SUPPLIED TEXT:
** Begin **

# Question for 4k monitor users?



## Dylan777 (Dec 23, 2014)

Question for 4k monitor users. In term of photography(not video), how much more benefits do you gain with 4k resolution Vs 2560x1440? Do you see true benefits between the two?

For me, switching from 1940x1080 to 2560x1440 monitor was a HUGE jump. I wonder how much more benefits if I jump into 4k world? My new PC now supports up to 4K. Using 2560x1440 monitor make me feel a bit “inefficient”.

I got my eye on this guy: 
http://www.lg.com/us/monitors/lg-31MU97-B-4k-ips-led-monitor

Thanks
Dylan


----------



## Mt Spokane Photography (Dec 23, 2014)

There are some things to consider in this article. There are some issues that may be addressed in Windows 10. 

http://www.digitaltrends.com/computing/4k-monitor-buying-guide-why-get-4k-4k-pcs-4k-laptops-4k-monitors-how-why-buy/


----------



## Dylan777 (Dec 23, 2014)

Thanks Mt Spokane Photography.

Nice article


----------



## ray5 (Dec 23, 2014)

Thanks. Very Timely. I was looking at some monitors myself today.
So, if not 4K what would you recommend? I am a Mac user. Thx


----------



## pwp (Dec 24, 2014)

** End **

(Records from a data source)
** Begin **

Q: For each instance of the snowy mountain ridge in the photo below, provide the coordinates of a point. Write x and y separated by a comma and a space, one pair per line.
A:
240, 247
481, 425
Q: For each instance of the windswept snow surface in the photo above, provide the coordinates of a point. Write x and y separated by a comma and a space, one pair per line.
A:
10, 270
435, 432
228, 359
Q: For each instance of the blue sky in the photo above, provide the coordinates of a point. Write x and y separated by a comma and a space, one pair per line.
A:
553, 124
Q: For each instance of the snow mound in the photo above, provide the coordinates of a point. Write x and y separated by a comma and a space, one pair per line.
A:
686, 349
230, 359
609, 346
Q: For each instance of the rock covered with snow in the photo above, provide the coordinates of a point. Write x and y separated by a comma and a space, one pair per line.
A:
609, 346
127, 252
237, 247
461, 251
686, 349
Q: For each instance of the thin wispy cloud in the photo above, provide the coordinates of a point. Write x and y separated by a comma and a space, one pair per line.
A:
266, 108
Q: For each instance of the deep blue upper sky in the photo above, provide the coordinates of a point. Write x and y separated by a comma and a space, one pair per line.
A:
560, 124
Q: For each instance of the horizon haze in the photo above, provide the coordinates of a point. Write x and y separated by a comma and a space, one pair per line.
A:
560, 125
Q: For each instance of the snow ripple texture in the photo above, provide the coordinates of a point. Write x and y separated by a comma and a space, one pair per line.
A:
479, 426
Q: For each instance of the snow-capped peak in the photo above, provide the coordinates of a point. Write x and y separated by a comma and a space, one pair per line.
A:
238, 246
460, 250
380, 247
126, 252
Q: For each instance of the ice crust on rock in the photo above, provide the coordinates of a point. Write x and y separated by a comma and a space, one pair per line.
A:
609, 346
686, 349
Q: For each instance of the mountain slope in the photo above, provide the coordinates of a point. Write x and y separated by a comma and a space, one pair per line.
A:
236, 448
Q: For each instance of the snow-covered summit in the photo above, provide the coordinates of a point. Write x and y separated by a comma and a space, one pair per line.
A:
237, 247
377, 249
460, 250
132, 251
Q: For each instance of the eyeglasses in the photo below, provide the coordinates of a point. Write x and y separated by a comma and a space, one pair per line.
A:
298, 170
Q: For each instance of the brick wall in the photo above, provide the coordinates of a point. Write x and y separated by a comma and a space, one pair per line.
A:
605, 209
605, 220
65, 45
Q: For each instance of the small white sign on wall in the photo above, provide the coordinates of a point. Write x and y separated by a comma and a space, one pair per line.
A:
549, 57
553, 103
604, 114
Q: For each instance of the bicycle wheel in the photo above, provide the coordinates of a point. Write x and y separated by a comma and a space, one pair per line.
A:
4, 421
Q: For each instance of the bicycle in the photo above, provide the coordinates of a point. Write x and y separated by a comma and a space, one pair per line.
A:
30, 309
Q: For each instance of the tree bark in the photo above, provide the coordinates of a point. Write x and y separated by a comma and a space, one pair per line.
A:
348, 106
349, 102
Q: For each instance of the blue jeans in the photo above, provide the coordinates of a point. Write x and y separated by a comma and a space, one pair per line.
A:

** End **

Reproduce the forum thread about 4K monitors above in full, with every character unchanged.

RESPONSE FOR THIS EXERCISE:
# Question for 4k monitor users?



## Dylan777 (Dec 23, 2014)

Question for 4k monitor users. In term of photography(not video), how much more benefits do you gain with 4k resolution Vs 2560x1440? Do you see true benefits between the two?

For me, switching from 1940x1080 to 2560x1440 monitor was a HUGE jump. I wonder how much more benefits if I jump into 4k world? My new PC now supports up to 4K. Using 2560x1440 monitor make me feel a bit “inefficient”.

I got my eye on this guy: 
http://www.lg.com/us/monitors/lg-31MU97-B-4k-ips-led-monitor

Thanks
Dylan


----------



## Mt Spokane Photography (Dec 23, 2014)

There are some things to consider in this article. There are some issues that may be addressed in Windows 10. 

http://www.digitaltrends.com/computing/4k-monitor-buying-guide-why-get-4k-4k-pcs-4k-laptops-4k-monitors-how-why-buy/


----------



## Dylan777 (Dec 23, 2014)

Thanks Mt Spokane Photography.

Nice article


----------



## ray5 (Dec 23, 2014)

Thanks. Very Timely. I was looking at some monitors myself today.
So, if not 4K what would you recommend? I am a Mac user. Thx


----------



## pwp (Dec 24, 2014)